- Data records:
-*-*-

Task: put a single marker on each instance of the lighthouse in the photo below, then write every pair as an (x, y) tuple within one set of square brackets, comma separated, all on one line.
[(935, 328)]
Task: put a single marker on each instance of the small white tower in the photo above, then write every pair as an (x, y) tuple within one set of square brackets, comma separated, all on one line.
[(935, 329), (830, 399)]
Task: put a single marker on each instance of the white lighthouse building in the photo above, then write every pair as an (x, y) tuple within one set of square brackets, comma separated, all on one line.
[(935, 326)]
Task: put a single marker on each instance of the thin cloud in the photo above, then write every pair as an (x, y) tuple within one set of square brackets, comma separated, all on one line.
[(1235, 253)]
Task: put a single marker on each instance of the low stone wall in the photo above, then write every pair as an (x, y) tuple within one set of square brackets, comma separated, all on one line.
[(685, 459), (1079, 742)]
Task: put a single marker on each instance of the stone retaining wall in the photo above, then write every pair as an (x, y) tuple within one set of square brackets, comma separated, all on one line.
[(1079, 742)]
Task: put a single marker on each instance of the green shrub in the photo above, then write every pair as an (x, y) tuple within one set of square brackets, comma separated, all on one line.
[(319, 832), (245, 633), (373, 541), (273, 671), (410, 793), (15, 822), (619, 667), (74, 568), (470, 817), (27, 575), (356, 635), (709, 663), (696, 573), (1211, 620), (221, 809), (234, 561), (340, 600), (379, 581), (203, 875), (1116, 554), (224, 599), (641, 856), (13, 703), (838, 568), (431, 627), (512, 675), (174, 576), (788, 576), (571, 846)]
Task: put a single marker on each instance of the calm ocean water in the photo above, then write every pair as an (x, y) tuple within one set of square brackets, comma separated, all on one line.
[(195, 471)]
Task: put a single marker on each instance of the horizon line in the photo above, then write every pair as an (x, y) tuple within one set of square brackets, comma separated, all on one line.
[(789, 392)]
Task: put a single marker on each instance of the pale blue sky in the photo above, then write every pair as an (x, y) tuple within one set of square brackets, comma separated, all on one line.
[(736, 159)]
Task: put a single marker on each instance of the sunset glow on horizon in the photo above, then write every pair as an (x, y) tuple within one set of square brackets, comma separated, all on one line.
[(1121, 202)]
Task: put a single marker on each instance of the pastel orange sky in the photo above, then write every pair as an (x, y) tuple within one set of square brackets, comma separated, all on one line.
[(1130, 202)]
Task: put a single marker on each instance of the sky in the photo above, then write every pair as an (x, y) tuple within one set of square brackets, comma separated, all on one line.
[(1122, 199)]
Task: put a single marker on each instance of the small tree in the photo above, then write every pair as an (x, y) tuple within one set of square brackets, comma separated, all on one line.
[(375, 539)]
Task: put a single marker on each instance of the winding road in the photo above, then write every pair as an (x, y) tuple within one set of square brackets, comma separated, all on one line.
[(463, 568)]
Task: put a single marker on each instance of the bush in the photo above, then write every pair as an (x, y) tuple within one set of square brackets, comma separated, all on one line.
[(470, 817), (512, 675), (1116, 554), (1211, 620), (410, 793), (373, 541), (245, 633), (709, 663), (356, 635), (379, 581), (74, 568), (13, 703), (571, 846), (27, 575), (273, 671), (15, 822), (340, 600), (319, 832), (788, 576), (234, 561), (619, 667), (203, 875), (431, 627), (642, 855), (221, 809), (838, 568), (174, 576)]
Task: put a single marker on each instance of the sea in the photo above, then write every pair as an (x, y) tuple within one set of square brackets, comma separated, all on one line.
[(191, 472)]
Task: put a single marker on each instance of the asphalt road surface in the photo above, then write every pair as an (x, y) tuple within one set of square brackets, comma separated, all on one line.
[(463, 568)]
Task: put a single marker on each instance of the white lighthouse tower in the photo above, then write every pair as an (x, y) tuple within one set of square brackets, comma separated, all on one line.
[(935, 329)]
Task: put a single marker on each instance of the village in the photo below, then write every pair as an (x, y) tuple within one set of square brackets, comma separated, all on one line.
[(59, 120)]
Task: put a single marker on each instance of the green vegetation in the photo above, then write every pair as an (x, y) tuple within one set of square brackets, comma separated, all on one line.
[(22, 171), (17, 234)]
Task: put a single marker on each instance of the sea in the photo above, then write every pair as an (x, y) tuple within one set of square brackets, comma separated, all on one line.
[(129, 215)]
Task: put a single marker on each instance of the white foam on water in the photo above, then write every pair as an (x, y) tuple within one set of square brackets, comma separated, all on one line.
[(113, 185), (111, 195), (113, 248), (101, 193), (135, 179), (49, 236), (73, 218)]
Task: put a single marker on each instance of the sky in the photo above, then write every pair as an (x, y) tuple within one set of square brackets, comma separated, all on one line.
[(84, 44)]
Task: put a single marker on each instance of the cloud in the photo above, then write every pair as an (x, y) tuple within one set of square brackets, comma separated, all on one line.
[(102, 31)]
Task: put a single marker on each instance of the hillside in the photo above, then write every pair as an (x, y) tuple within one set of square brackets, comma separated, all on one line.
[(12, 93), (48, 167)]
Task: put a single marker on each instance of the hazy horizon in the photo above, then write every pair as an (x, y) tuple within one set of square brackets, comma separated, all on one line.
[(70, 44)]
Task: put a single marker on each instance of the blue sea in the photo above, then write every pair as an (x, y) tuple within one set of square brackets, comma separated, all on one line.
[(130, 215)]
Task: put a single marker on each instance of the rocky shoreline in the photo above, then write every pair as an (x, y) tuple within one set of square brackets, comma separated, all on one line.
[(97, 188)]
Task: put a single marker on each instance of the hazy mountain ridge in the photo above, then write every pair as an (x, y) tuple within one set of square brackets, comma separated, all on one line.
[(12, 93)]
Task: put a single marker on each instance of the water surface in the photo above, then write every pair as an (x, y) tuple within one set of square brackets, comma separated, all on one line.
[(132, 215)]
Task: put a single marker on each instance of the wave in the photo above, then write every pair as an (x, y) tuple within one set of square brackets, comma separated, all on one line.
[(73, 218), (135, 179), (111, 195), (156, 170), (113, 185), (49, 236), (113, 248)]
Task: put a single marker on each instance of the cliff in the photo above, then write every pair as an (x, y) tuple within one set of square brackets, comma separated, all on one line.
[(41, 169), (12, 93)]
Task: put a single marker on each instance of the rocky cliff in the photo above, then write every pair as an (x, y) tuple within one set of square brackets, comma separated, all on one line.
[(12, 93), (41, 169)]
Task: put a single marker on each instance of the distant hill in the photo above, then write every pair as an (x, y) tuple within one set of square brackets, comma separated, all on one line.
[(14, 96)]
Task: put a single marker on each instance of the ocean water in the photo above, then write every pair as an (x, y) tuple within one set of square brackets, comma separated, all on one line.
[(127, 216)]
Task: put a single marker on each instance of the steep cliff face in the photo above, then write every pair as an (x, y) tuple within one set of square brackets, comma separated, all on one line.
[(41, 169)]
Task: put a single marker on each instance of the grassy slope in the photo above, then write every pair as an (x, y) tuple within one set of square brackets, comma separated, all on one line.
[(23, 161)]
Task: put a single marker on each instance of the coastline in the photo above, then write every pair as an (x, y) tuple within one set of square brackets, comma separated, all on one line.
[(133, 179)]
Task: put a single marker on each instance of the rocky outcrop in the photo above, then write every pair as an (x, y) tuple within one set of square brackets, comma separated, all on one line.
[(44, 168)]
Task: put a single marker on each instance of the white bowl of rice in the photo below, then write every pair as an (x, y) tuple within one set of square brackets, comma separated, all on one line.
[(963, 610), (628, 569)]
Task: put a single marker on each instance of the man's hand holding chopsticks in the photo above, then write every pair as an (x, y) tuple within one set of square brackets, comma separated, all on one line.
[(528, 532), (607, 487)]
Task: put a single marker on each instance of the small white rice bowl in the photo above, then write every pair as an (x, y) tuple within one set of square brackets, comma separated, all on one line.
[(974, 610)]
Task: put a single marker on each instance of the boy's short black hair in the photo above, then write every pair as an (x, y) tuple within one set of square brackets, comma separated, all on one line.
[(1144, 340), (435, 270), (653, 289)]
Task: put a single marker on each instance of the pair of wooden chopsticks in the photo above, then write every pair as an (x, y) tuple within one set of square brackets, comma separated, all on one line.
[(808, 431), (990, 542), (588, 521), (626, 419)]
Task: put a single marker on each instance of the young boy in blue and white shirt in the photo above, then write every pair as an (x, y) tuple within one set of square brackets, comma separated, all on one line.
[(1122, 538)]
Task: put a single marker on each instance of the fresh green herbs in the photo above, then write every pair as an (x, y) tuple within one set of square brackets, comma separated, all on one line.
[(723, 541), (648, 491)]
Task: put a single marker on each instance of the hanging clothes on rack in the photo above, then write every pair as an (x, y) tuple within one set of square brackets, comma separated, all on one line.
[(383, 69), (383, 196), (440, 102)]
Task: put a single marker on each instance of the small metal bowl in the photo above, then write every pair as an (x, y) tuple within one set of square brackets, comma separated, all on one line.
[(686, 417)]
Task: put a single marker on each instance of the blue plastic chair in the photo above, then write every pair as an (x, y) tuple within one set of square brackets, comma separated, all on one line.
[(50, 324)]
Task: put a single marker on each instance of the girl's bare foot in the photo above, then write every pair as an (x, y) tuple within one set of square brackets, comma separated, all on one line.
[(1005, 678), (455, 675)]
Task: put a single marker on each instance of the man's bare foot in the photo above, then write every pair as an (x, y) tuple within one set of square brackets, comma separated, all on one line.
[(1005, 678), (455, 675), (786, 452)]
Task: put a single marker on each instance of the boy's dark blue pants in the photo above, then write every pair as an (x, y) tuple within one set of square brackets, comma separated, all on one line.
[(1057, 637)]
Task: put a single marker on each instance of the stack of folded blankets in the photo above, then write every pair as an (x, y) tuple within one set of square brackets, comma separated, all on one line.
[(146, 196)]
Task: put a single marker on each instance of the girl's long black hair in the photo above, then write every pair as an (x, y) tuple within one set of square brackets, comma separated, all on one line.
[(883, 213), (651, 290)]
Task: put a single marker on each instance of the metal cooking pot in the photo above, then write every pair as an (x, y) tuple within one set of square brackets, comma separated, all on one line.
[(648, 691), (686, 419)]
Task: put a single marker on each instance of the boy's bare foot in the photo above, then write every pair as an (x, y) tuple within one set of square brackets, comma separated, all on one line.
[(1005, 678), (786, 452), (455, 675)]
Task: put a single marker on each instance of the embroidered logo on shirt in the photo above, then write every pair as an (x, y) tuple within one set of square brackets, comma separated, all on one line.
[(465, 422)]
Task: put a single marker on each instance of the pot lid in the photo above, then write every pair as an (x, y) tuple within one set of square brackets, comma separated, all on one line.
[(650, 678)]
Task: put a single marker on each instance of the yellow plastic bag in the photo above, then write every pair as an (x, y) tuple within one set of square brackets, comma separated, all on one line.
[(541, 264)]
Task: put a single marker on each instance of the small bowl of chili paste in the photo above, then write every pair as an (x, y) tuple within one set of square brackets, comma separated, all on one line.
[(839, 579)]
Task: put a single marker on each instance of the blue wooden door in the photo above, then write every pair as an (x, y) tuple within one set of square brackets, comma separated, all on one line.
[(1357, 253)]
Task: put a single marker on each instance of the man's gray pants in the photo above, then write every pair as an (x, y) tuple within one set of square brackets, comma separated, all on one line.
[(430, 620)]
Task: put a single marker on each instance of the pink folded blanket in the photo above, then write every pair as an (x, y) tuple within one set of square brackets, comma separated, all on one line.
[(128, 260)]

-*-*-

Print the stretch of the listing above from the line that contains "Task: put a single marker on each instance of the horizon" through the line that contains "[(1121, 202)]", both ends included, reproducing each line verbatim.

Task: put a single marker on each instance of the horizon line in the photo above, then write every pair as an (x, y) tuple within one set of square brackets, comma separated, all on one line.
[(789, 392)]
Task: put a single marker on each instance of the pale blue sky in the photo above, then write every pair as an (x, y) tuple within one set of square brackets, comma separated, all on one line.
[(736, 159)]
Task: put a single marker on each instance of the sunset glow on horizon in the photo above, then write every pair as an (x, y) tuple within one set of square brackets, comma separated, all on one line.
[(1121, 202)]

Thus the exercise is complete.